=== Requirements ===
Transcribe only the part of the listing below that begins at the line containing "Keypoint placement rule: for each instance of the person" and runs to its final line, keeping both ends.

-- BEGIN --

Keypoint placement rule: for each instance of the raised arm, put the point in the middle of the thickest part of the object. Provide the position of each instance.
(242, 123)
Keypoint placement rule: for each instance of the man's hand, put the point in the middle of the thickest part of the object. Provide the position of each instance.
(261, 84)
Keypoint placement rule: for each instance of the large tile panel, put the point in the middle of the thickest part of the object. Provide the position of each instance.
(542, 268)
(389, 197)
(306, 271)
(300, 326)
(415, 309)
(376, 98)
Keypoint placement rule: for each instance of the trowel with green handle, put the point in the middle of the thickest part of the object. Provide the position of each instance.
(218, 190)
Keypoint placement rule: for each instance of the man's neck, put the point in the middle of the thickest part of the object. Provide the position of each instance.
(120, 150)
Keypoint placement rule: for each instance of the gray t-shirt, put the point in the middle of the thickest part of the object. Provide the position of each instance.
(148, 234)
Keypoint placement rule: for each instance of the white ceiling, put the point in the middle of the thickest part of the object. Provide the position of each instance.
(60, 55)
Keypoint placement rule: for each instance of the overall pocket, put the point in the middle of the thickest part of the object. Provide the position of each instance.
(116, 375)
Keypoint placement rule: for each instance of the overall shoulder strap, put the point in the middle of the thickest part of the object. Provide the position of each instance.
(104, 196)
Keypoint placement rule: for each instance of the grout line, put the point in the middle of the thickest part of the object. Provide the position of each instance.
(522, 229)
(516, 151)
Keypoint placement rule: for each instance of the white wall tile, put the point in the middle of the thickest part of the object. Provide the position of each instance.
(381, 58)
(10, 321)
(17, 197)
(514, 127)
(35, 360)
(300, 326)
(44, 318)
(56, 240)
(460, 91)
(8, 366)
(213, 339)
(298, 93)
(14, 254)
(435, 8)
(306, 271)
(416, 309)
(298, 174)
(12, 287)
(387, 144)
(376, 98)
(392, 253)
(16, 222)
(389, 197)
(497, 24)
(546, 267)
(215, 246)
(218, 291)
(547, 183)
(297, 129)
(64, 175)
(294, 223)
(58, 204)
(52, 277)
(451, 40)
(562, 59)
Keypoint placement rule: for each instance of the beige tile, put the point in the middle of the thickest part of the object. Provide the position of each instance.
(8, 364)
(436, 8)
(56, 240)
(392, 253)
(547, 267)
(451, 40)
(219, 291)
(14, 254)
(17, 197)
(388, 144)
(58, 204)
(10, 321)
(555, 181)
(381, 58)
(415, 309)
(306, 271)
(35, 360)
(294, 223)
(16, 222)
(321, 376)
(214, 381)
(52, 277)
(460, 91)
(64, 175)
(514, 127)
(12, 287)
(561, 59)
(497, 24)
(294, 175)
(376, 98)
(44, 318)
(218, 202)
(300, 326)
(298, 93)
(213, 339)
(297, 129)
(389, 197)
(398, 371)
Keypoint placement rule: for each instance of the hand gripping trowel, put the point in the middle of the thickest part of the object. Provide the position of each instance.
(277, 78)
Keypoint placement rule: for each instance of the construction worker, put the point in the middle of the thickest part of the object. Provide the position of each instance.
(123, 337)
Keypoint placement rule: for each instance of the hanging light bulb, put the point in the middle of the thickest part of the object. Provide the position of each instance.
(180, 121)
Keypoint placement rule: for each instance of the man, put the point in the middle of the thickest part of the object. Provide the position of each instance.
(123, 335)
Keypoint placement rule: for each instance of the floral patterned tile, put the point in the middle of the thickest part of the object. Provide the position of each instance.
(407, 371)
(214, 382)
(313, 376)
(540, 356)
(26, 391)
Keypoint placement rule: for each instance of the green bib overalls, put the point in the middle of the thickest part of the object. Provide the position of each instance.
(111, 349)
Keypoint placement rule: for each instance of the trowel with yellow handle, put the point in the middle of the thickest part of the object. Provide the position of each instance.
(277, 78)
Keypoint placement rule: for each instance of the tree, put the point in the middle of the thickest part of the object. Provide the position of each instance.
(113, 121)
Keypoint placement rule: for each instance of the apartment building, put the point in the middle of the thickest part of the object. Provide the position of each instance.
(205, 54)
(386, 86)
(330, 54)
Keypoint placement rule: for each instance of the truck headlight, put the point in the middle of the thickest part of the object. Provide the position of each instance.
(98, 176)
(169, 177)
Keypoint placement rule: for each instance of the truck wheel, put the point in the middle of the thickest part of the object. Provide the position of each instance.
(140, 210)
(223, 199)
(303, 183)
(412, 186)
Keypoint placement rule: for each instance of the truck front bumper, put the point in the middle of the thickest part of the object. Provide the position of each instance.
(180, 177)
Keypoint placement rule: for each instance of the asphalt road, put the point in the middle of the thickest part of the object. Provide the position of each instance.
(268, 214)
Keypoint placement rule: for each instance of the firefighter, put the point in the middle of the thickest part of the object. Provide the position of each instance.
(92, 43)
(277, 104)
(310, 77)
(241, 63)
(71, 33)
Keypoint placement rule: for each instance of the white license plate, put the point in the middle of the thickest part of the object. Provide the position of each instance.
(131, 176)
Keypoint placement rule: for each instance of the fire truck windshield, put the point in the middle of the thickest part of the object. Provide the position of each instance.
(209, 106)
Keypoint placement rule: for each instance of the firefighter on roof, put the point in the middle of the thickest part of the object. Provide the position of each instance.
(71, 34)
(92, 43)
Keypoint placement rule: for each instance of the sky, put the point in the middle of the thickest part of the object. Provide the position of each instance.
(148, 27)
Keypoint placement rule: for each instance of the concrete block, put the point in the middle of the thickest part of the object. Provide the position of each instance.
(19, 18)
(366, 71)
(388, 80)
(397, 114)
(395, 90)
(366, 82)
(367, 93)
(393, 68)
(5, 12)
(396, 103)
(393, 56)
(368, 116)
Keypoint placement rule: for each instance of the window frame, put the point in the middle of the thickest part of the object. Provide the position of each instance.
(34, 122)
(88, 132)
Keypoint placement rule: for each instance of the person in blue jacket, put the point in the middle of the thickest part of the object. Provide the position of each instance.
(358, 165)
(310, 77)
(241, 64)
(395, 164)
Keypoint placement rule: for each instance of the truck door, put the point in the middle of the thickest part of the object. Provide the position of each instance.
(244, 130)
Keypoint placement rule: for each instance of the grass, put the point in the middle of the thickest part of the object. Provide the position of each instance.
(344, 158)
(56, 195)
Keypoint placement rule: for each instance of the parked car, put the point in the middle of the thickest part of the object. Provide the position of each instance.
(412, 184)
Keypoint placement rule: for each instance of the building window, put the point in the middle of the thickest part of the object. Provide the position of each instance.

-- END --

=== The response ===
Keypoint placement rule: for each instance of the person in blue jacket, put the point in the middle of the thickest part of the object. Provide the position of each instance.
(358, 165)
(310, 77)
(241, 64)
(395, 164)
Keypoint placement rule: for each instance of the truck door, put the point in the middle of the thickest part of the object. Provide the position of each instance.
(244, 130)
Keypoint placement rule: for each instance of the grass, put the point in the middle of the thickest part of the object. Provide the position of each instance.
(344, 158)
(56, 195)
Keypoint placement rule: for each instance of the parked car, put the point in the middle of the thickest part of the object. Provide the position of each instance.
(412, 184)
Keypoint placement rule: for each instance of the building window, put the point in the middle of the thickest part of the object. Provide the position of each instance.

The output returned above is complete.